Return the opening lines of the items unchanged, beginning with the very first line and ending with the line that contains "M142 150L141 151L141 157L161 157L162 150Z", with both of those lines included.

Start EXERCISE MATERIAL

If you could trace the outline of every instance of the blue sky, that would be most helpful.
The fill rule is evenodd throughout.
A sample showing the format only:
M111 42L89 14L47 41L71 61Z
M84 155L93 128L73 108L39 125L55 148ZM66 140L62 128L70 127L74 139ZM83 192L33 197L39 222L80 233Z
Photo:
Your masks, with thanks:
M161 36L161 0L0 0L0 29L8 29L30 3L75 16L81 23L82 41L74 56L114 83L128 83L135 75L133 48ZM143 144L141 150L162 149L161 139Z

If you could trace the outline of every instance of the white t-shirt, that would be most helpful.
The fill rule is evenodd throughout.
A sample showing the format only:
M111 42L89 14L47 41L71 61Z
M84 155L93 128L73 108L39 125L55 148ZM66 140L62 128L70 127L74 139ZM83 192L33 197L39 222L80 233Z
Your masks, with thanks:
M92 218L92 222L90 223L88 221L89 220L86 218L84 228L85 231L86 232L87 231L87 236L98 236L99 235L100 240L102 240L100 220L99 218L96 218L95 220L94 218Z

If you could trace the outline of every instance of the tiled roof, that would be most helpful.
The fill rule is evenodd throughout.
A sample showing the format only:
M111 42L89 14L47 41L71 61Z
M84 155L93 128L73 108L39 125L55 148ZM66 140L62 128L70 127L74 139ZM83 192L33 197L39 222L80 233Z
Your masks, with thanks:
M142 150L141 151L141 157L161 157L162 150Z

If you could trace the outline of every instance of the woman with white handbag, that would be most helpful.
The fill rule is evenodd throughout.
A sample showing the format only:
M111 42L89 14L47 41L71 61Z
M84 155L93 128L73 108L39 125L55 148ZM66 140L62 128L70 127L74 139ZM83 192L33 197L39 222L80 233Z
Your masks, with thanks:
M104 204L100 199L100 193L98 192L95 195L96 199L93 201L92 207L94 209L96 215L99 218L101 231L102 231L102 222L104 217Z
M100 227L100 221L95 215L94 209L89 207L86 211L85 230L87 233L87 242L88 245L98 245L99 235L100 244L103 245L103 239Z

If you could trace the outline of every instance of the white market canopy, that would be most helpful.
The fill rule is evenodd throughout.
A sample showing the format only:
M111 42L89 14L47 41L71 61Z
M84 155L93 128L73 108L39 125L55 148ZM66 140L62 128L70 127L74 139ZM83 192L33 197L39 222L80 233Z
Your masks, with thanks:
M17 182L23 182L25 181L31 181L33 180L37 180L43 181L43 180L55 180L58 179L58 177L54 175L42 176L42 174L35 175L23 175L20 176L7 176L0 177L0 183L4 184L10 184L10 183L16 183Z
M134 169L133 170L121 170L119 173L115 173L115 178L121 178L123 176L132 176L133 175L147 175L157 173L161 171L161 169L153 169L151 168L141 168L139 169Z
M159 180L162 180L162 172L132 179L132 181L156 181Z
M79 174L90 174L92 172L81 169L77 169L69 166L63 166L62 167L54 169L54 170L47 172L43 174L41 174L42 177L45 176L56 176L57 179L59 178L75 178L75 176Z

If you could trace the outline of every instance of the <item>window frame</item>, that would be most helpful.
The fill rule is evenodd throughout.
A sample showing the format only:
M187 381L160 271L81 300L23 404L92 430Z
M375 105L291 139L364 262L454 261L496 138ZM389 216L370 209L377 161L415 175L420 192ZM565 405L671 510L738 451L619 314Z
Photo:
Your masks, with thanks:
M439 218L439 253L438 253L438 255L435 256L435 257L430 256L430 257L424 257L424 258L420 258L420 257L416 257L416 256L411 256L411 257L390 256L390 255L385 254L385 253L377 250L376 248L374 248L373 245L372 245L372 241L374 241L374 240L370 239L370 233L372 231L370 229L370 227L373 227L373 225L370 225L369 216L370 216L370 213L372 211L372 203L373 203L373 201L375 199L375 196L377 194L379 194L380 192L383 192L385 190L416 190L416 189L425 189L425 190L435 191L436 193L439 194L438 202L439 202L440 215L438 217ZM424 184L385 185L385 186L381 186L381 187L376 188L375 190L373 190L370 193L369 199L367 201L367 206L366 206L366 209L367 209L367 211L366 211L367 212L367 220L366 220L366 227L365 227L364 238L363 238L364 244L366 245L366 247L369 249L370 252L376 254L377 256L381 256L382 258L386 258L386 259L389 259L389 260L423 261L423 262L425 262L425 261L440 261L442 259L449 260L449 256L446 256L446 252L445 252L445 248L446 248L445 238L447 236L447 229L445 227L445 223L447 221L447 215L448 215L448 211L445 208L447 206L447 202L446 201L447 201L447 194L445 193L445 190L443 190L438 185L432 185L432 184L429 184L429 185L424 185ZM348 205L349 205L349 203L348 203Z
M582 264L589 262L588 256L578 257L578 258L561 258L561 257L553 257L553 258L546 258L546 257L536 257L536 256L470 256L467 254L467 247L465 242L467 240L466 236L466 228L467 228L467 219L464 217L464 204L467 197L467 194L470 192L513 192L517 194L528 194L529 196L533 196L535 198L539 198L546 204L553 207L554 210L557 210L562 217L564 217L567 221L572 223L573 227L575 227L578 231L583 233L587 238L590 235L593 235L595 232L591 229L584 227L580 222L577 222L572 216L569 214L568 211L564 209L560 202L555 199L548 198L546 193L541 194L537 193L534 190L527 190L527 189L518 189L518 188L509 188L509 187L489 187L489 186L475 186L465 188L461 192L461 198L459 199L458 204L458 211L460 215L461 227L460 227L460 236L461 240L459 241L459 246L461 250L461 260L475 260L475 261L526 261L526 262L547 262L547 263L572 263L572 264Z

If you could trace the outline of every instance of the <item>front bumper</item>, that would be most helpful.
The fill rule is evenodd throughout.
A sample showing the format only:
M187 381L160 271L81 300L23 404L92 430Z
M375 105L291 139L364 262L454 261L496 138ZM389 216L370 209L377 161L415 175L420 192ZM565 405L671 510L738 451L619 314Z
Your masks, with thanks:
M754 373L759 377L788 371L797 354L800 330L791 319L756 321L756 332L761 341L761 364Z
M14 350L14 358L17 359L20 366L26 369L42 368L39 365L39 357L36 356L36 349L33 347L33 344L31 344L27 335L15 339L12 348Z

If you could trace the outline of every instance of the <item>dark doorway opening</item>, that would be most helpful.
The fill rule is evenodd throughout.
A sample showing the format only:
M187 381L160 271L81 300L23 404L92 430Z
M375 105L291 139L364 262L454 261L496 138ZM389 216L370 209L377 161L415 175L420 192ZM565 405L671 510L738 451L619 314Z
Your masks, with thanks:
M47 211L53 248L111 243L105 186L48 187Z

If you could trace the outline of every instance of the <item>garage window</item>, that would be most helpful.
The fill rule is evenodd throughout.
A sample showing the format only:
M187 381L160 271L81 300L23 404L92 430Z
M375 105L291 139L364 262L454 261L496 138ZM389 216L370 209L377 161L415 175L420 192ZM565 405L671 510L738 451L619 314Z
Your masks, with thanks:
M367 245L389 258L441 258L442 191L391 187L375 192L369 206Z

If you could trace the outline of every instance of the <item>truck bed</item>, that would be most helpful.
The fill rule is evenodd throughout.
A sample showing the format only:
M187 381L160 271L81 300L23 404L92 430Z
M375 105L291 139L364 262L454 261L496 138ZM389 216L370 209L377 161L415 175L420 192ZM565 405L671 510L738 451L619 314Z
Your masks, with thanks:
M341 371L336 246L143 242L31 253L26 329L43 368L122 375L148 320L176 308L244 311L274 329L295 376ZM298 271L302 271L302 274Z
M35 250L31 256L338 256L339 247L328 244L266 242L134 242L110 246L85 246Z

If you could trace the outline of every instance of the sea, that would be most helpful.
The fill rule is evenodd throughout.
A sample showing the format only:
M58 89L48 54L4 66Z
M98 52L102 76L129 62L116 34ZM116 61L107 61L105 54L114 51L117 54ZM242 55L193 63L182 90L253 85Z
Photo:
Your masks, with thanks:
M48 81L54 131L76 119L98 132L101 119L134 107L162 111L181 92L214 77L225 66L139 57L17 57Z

End EXERCISE MATERIAL

ANSWER TO THE TASK:
If you could trace the outline of every instance of the blue sky, that would be most helpful.
The fill rule is evenodd throughout.
A sample showing the format only:
M111 42L89 14L47 41L71 61Z
M84 155L93 128L73 108L39 125L55 148ZM66 140L62 128L70 127L74 139ZM83 192L33 197L39 222L80 233Z
Photo:
Your masks, with thanks:
M161 36L161 0L0 0L0 29L8 29L30 3L75 16L81 23L82 41L74 56L114 83L128 83L135 75L133 48ZM143 144L141 150L162 149L161 139Z

If you could trace the outline of every instance of the white t-shirt, that would be most helpful.
The fill rule is evenodd throughout.
A sample showing the format only:
M111 42L89 14L47 41L71 61Z
M84 155L93 128L73 108L39 125L55 148ZM66 140L62 128L70 127L74 139ZM83 192L33 197L39 222L80 233Z
Your masks, with thanks:
M92 218L92 222L90 223L88 221L89 220L86 218L84 228L85 231L86 232L87 231L87 236L98 236L99 235L100 240L102 240L100 220L99 218L96 218L95 220L94 218Z

If you could trace the outline of every instance of the tiled roof, that would be most helpful.
The fill rule is evenodd throughout.
A sample showing the format only:
M111 42L89 14L47 41L71 61Z
M84 155L93 128L73 108L39 125L55 148ZM66 140L62 128L70 127L74 139ZM83 192L33 197L39 222L80 233Z
Your masks, with thanks:
M142 150L141 151L141 157L161 157L162 150Z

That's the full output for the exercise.